* GIVEN RECORDS
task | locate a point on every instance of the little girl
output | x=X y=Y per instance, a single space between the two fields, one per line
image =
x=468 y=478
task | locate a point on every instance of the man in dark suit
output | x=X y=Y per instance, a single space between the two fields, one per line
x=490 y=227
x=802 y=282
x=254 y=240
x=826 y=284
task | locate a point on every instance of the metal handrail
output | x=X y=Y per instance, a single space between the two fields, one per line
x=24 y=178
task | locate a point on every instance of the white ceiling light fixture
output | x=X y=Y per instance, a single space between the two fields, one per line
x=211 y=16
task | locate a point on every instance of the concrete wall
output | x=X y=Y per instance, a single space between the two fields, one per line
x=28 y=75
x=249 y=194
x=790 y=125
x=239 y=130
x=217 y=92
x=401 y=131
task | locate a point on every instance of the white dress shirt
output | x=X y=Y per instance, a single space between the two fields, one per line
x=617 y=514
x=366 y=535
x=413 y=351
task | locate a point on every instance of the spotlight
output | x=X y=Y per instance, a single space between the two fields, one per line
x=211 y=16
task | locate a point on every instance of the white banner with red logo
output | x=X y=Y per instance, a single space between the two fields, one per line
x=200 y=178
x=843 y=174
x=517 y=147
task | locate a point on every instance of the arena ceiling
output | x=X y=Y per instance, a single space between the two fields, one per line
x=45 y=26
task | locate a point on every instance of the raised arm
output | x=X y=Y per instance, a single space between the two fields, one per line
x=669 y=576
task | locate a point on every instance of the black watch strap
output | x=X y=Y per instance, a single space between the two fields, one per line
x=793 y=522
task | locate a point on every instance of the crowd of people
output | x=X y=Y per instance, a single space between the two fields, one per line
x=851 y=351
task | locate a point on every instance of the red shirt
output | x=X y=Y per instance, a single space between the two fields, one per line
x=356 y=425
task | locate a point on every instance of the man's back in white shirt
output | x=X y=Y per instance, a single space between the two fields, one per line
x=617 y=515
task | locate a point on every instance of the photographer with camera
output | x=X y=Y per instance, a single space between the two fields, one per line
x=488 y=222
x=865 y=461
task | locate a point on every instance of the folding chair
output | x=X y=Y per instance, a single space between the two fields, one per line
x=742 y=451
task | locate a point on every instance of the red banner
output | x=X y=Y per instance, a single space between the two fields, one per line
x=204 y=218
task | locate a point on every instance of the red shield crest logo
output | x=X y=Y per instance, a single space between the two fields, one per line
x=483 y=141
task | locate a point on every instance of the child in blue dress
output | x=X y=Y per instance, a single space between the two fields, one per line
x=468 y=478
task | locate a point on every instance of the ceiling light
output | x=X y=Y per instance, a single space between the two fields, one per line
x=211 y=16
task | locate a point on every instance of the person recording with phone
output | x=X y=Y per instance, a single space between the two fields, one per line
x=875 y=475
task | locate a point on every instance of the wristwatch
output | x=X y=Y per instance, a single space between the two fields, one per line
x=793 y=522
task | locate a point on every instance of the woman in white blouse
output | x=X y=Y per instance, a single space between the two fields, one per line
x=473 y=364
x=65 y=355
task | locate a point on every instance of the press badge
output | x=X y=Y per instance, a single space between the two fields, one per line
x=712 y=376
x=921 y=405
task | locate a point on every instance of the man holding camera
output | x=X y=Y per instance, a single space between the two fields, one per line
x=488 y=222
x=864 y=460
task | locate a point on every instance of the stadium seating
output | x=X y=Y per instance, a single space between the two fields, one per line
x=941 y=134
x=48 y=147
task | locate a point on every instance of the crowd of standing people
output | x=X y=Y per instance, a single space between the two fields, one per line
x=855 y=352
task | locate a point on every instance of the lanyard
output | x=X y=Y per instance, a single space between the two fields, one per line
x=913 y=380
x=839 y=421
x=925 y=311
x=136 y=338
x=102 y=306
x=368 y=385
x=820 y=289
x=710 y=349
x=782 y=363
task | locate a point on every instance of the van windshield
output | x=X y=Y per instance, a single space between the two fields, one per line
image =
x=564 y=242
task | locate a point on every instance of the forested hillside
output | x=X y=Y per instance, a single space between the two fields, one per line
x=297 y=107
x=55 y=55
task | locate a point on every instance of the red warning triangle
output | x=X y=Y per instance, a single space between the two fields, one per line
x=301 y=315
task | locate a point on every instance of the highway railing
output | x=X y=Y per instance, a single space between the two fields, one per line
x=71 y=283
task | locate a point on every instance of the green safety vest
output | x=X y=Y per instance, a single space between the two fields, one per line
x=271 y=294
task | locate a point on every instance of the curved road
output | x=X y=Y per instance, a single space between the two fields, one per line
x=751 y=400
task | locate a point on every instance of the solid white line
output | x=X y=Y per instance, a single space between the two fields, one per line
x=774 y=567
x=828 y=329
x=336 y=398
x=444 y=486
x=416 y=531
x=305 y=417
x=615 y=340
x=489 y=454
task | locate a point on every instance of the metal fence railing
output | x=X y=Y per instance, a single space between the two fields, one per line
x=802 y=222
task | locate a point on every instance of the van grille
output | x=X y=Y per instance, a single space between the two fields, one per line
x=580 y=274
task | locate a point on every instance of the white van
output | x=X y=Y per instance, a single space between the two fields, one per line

* WHAT YOU SHOULD DO
Your answer should be the exact lines above from the one with "task | locate a point on every instance of the arena" through the one with "crowd of people", both included, and nothing besides.

* RESPONSE AREA
task | locate a point on every instance of the arena ceiling
output | x=X y=Y per instance, a single space between the two fields, one per line
x=45 y=26
task | locate a point on every instance of the raised arm
output | x=X y=Y per instance, a single space between the two fields, one per line
x=669 y=576
task | locate a point on every instance of the black watch strap
output | x=X y=Y per instance, a single space between the two fields, one per line
x=793 y=522
task | locate a point on every instance of the crowd of people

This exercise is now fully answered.